Source text:

A failed IPO or a failure to live up to shareholders’ expectations can change what may have been a good business for the founders into a bankrupt entity. Although founders may be willing to ride out the losses for a while, shareholders rarely are. Many IPOs that raised millions before the Internet stock crash in 2000 are now defunct companies.

      Public companies must file an unending stream of reports with the SEC. They must file financial reports quarterly as well as annually. They also must file reports after specific events, such as bankruptcy or the sale of a company division.

      Quarterly reports

      Each quarter, public companies must file audited financial statements on Form 10Q, in addition to information about the company's market risk, controls and procedures, legal proceedings, and defaults on payments.

      Yearly report

      Each year, public companies must file an annual report with audited financial statements and information about

       Company history: How the company was started, who started it, and how it grew to its current level of operations

       Organizational structure: How the company is organized, who the key executives are, and who reports to whom

       Equity holdings: A list of the major shareholders and a summary of all outstanding stock

       Subsidiaries: Other businesses that the company owns wholly or partially

       Employee stock purchase and savings plans: Plans that allow employees to own stock by purchasing it or participating in a savings plan

       Incorporation: Information about where the company is incorporated

       Legal proceedings: Information about any ongoing legal matters that may be material to the company

       Changes or disagreements with accountants: Information about financial disclosures, controls and procedures, executive compensation, and accounting fees and services

      

In addition to the regular reports, public companies must file an 8-K, a form for reporting any major events that can impact the company's financial position. A major event may be the acquisition of another company, the sale of a company or division, bankruptcy, the resignation of directors, or a change in the fiscal year. A public company must report any event that falls under this requirement on the 8-K to the SEC within four days of the event's occurrence. I discuss the rules for SEC Form 8-K in greater detail in Chapter 19.

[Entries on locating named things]
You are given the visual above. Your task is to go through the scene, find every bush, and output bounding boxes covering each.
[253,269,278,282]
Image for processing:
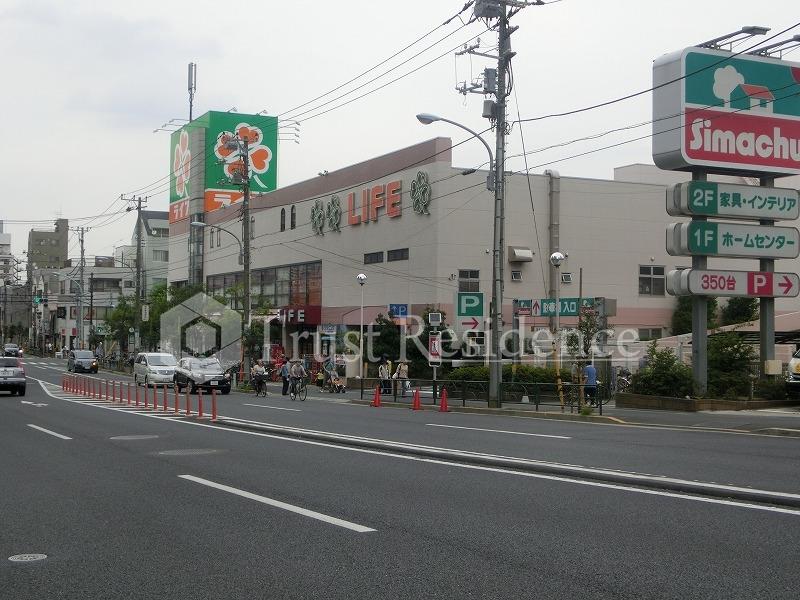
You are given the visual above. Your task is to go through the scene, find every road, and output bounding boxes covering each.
[0,359,800,599]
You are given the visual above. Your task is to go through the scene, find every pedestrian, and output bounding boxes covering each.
[280,356,289,396]
[393,360,408,398]
[378,358,391,394]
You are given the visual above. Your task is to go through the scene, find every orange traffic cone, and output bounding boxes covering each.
[439,388,450,412]
[411,388,422,410]
[369,385,381,407]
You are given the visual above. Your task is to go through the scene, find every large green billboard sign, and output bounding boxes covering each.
[170,111,278,222]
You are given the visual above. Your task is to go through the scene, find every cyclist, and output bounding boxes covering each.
[250,358,267,396]
[289,358,308,400]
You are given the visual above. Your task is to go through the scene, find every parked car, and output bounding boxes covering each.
[175,357,231,394]
[133,352,178,387]
[67,350,98,373]
[3,344,22,358]
[0,356,26,396]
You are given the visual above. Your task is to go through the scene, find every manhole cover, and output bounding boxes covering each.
[159,448,220,456]
[8,554,47,562]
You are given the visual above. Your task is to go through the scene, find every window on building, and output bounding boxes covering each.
[639,327,663,342]
[386,248,408,262]
[458,269,481,292]
[639,265,664,296]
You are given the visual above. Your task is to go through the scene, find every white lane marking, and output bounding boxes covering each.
[242,404,303,412]
[178,475,375,533]
[425,423,572,440]
[28,423,72,440]
[31,378,800,517]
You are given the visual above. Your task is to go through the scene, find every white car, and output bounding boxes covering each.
[133,352,178,387]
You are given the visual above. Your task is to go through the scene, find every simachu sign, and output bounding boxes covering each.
[310,171,431,235]
[653,47,800,175]
[169,111,278,223]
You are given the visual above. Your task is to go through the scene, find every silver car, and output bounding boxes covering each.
[133,352,178,387]
[0,356,26,396]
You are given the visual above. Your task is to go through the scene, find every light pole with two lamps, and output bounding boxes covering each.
[356,273,367,380]
[417,113,504,407]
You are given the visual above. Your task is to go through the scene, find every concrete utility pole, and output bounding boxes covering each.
[122,196,147,350]
[76,227,86,350]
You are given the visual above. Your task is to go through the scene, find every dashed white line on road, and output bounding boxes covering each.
[28,423,72,440]
[242,404,303,412]
[425,423,572,440]
[178,475,375,533]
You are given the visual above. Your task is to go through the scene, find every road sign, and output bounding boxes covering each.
[667,269,800,298]
[667,181,800,221]
[428,331,442,366]
[456,292,484,320]
[514,299,533,317]
[667,221,800,258]
[534,298,594,317]
[389,304,408,318]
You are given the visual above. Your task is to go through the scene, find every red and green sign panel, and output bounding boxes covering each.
[170,111,278,222]
[653,48,800,175]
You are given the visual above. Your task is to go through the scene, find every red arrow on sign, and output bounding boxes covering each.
[778,275,792,296]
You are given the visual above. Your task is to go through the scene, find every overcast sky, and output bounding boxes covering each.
[0,0,800,256]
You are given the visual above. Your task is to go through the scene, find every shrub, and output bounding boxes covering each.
[755,378,786,400]
[632,340,694,398]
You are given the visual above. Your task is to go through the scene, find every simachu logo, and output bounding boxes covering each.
[653,47,800,175]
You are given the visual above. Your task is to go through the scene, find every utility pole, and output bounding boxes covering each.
[120,196,147,351]
[75,227,87,350]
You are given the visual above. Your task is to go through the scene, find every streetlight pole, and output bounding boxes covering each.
[417,111,505,407]
[356,273,367,380]
[550,252,567,412]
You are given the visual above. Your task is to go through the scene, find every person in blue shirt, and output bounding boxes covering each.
[583,363,597,404]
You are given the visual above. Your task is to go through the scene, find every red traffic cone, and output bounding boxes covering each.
[411,388,422,410]
[439,388,450,412]
[369,385,381,407]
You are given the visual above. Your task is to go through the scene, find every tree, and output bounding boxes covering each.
[672,296,717,335]
[720,296,758,325]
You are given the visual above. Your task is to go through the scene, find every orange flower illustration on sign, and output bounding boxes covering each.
[172,130,192,198]
[214,123,272,188]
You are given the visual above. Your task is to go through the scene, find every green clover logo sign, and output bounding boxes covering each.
[311,199,325,235]
[327,196,342,231]
[411,171,431,215]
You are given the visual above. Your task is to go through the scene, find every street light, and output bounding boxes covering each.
[550,252,567,411]
[417,113,504,407]
[356,273,367,380]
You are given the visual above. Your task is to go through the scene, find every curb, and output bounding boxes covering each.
[217,418,800,508]
[348,400,629,425]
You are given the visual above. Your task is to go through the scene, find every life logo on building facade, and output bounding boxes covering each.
[310,171,432,235]
[653,47,800,175]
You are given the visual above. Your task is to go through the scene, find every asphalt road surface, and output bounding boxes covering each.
[0,359,800,599]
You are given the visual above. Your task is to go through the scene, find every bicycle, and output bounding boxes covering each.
[253,374,267,398]
[289,377,308,402]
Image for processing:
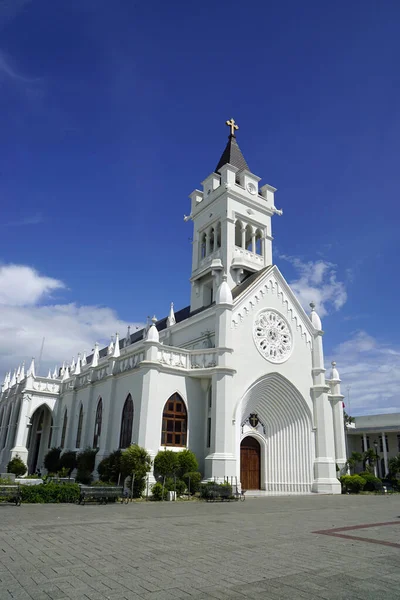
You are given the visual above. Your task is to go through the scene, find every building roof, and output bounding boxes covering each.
[232,265,271,300]
[347,413,400,435]
[86,266,271,365]
[215,135,250,172]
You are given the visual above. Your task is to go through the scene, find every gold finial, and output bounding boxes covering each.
[226,119,239,137]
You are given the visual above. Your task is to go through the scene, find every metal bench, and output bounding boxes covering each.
[78,485,124,505]
[205,484,245,502]
[0,484,21,506]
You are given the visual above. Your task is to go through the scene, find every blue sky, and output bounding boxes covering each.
[0,0,400,414]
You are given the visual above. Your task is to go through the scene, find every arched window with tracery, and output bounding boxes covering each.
[75,404,83,448]
[235,221,242,248]
[256,229,263,256]
[200,233,207,259]
[161,394,187,446]
[119,394,133,448]
[215,222,221,249]
[3,406,12,448]
[60,409,68,448]
[48,417,54,448]
[246,225,253,252]
[93,398,103,448]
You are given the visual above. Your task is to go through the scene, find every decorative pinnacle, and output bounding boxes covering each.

Written problem 1: According to the passage on SEC reporting by public companies, which major events must be reported on Form 8-K? List each one.
Written problem 2: Write a continuation of the passage on SEC reporting by public companies, starting after its final sentence.

Task response 1:
- The acquisition of another company
- The sale of a company or division
- Bankruptcy
- The resignation of directors
- A change in the fiscal year

Task response 2:
      The rules of the Sarbanes-Oxley Act

      All the scandals about public companies that emerged in the early 2000s have made this entire reporting process riskier and more costly for company owners. In 2002, Congress passed a bill called the Sarbanes-Oxley Act to try to correct some of the problems in financial reporting. This bill passed as details emerged about how corporate officials from companies like Enron, MCI, and Tyco hid information from the SEC.

      New SEC rules issued after the Sarbanes-Oxley Act passed require CEOs and CFOs to certify financial and other information contained in their quarterly and annual reports. They must certify that

       They've established, maintained, and regularly evaluated effective disclosure controls and procedures.

       They've made disclosures to the auditors and audit committee of the board of directors about internal controls.

       They've included information in the quarterly and annual reports about their evaluation of the controls in place, as well as about any significant changes in their internal controls or any other factors that could significantly affect controls after the initial evaluation.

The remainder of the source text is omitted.